▸ **PROVIDED RECORDS**
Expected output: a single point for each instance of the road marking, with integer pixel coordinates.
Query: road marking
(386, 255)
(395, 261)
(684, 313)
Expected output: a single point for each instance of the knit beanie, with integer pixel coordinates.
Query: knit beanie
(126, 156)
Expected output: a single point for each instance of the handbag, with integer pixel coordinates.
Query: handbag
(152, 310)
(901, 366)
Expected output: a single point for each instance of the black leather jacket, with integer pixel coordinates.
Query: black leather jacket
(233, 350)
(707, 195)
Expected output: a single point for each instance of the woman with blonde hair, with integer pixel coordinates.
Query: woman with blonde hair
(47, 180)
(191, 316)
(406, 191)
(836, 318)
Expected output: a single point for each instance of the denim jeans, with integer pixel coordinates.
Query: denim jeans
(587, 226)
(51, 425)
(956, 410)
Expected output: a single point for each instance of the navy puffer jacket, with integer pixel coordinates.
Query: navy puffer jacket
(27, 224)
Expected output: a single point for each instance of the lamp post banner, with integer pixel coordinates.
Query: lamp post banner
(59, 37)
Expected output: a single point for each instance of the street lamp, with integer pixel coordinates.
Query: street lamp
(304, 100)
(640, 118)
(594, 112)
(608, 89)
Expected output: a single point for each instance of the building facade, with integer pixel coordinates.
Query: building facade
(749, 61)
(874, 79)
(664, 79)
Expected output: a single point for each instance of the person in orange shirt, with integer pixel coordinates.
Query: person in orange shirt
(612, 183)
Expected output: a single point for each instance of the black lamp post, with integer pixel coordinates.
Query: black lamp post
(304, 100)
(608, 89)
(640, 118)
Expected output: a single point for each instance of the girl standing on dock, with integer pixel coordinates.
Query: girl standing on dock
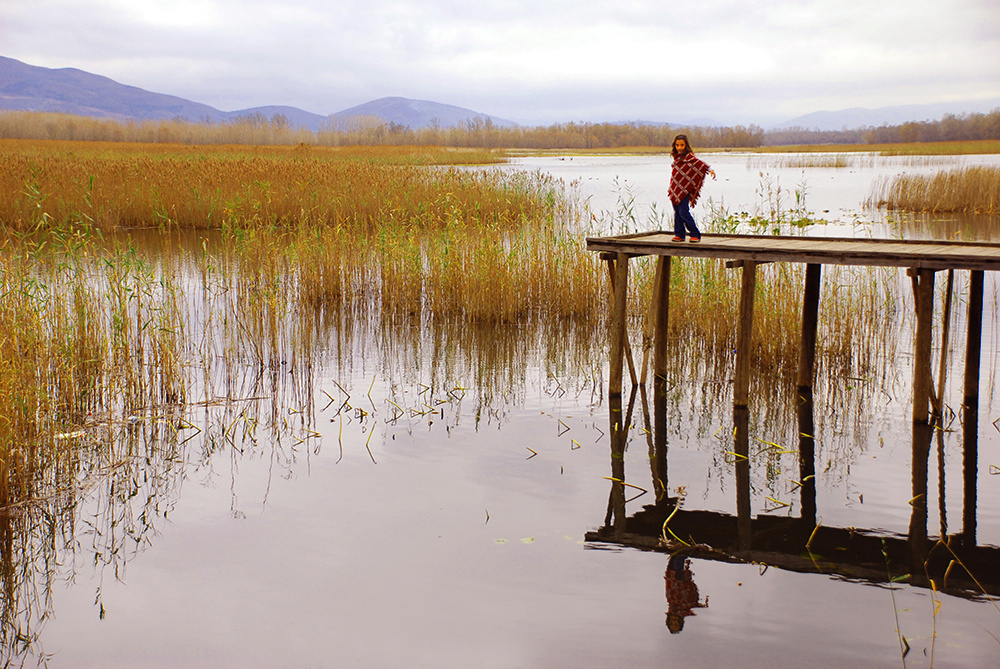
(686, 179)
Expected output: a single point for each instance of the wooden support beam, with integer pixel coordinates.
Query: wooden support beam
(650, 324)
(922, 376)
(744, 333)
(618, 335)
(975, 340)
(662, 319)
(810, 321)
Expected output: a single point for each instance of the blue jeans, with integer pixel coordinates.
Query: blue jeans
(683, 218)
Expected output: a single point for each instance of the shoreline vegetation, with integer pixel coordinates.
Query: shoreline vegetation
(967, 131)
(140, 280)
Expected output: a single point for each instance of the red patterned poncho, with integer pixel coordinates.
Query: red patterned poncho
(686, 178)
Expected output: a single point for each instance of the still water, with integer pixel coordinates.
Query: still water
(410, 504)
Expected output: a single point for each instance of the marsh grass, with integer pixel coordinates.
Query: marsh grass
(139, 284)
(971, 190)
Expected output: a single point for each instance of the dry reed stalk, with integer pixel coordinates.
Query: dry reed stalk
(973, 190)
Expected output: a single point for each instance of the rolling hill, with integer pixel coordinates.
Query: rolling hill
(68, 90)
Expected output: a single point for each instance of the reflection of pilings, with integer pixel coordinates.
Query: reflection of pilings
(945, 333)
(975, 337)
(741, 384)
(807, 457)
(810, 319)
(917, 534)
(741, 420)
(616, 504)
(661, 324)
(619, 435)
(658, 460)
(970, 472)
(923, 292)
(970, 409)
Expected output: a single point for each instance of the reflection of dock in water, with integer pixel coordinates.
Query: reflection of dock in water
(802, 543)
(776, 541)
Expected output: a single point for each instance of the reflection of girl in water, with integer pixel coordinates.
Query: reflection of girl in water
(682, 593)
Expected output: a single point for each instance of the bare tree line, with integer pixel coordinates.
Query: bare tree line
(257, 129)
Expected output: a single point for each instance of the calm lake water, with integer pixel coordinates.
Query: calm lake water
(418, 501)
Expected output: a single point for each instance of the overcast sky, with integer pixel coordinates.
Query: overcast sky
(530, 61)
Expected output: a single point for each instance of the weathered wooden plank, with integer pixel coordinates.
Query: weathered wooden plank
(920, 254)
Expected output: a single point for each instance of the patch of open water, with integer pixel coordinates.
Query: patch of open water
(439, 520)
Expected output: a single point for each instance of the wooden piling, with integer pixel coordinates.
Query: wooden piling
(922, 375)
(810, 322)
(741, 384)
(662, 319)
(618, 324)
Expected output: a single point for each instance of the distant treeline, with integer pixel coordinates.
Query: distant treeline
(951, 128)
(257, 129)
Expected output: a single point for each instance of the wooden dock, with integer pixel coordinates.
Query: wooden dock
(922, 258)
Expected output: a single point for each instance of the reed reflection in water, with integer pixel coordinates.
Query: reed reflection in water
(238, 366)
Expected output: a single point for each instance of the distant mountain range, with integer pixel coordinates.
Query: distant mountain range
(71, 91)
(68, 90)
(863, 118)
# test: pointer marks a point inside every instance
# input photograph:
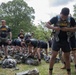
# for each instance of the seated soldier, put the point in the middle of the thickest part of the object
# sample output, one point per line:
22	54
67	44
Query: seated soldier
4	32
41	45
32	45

▸ **YOUR GOAL**
Copy out the material exactly as it stands, though no picture should appear in the copy.

▸ **SOLUTION FOR THIS EXERCISE**
Expected output: a single point for each instance of the road marking, with integer pixel coordinates.
Query: road marking
(386, 255)
(395, 261)
(684, 313)
Expected output: a single point for each instance of the knit beanie, with integer pixel coordinates.
Query: knit beanie
(126, 156)
Expected output: a single point for each instance of the handbag, with integer pixel coordinates.
Query: handbag
(152, 310)
(901, 366)
Expected output: a single point for each instance of the black leather jacket, with integer pixel coordinates.
Query: black leather jacket
(233, 350)
(707, 195)
Expected output: a single point for each instance of the woman with blonde hair, with integer pixel coordinates.
Query: woman with blonde hair
(47, 180)
(191, 316)
(406, 191)
(836, 318)
Expected output: a single point for each instance of the denim jeans, with integer pixel coordinates.
Query: denim jeans
(587, 226)
(51, 425)
(956, 410)
Expected output: a single point for each instance of the navy puffer jacket, with integer pixel coordinates.
Query: navy puffer jacket
(27, 224)
Expected output: a single point for each instance of the lamp post banner, with integer pixel coordinates.
Query: lamp post banner
(59, 37)
Expected output: a single point for each instance of the street lamp, with integer pixel coordinates.
Query: street lamp
(304, 100)
(640, 118)
(594, 112)
(608, 89)
Expected output: a single point for each instance of the building facade, with integer pixel coordinates.
Query: building facade
(749, 61)
(874, 79)
(664, 79)
Expected output: a single point for each instance of the person in orange shirt, with integer pixel coordinates.
Query: person in orange shirt
(612, 183)
Expected output: a single point for each instance of the black lamp post, with integer pixel coordinates.
Query: black lamp post
(304, 100)
(608, 89)
(640, 118)
Expected output: a single point for each instance of the girl standing on dock, with integer pixel coordinates.
Query: girl standing on dock
(686, 179)
Expected output: a single point for each instance of the wooden support beam, with integer pixel coordinates.
Query: wooden support beam
(650, 324)
(922, 376)
(744, 333)
(618, 335)
(975, 340)
(662, 319)
(810, 321)
Expected output: a single point for each instance of the blue jeans, with integer pixel coordinates.
Query: blue jeans
(683, 218)
Expected output: a single point for each instance of the shoreline vegetation, with integer pixel coordinates.
Query: shoreline vegetation
(967, 131)
(140, 280)
Expected output: a single point for each instance of the red patterned poncho, with integer pixel coordinates.
Query: red patterned poncho
(686, 178)
Expected output: a single point for each instance of the still water, with integer pixel coordinates.
Query: still water
(410, 504)
Expected output: a single point for each instance of the marsh grass, with integer pixel coordinates.
Query: marsh grass
(139, 284)
(971, 190)
Expected output: a single point for each instance of the dry reed stalk, with integer pixel coordinates.
Query: dry reed stalk
(973, 190)
Expected output: a single point for each instance of the rolling hill, with integer pixel coordinates.
Query: rolling hill
(68, 90)
Expected output: a single point for each instance of the reflection of pilings, with integer pixel coordinates.
Query: reflection of pilings
(945, 333)
(975, 337)
(741, 384)
(807, 457)
(810, 319)
(917, 534)
(741, 420)
(616, 504)
(661, 324)
(619, 435)
(658, 460)
(970, 472)
(923, 292)
(970, 409)
Expected output: a single point for each instance of the reflection of dock in water, with integer pixel coordinates.
Query: reflection of dock in water
(802, 543)
(776, 541)
Expected output: a single point for each instance of the reflection of girl in water, with integer pixel coordinates.
Query: reflection of girl in water
(682, 593)
Expected output: a single point for each instance of the bare tree line, with integer pixel coordinates.
Query: bare tree line
(257, 129)
Expected output: a single point for each instance of the calm lake water, with integer pixel coordinates.
Query: calm lake water
(418, 501)
Expected output: a single point for each instance of the overcast sky, with integer pixel coordinates.
Query: overcast sky
(530, 61)
Expected output: a single point for each instance of the weathered wooden plank, with integer pixel coordinates.
Query: weathered wooden plank
(920, 254)
Expected output: a single point for each instance of the patch of open water, with integer pixel coordinates.
Query: patch of open water
(439, 520)
Expected output: a single point for each instance of the wooden piling, with integer pixel coordinates.
Query: wooden piling
(922, 375)
(810, 322)
(741, 384)
(662, 319)
(618, 324)
Expected output: a single point for each instance of the distant treeline, with integer pixel coordinates.
Query: distant treeline
(951, 128)
(257, 129)
Expected output: a single point for each instance of the wooden dock, with integer pixel coordinates.
Query: wooden dock
(922, 258)
Expected output: a single point for each instance of the reed reflection in water, with integer pixel coordinates.
Query: reed reflection in water
(238, 366)
Expected output: a single point for each instance of the distant mountain range, with integer pixel coordinates.
Query: distant mountain range
(71, 91)
(68, 90)
(863, 118)
# test: pointer marks a point inside every instance
# input photograph:
# for each instance of the seated soldier, put the point in the middle of the thickest part of the object
# sample output, one point per line:
22	54
67	44
Query: seated soldier
4	32
41	45
32	45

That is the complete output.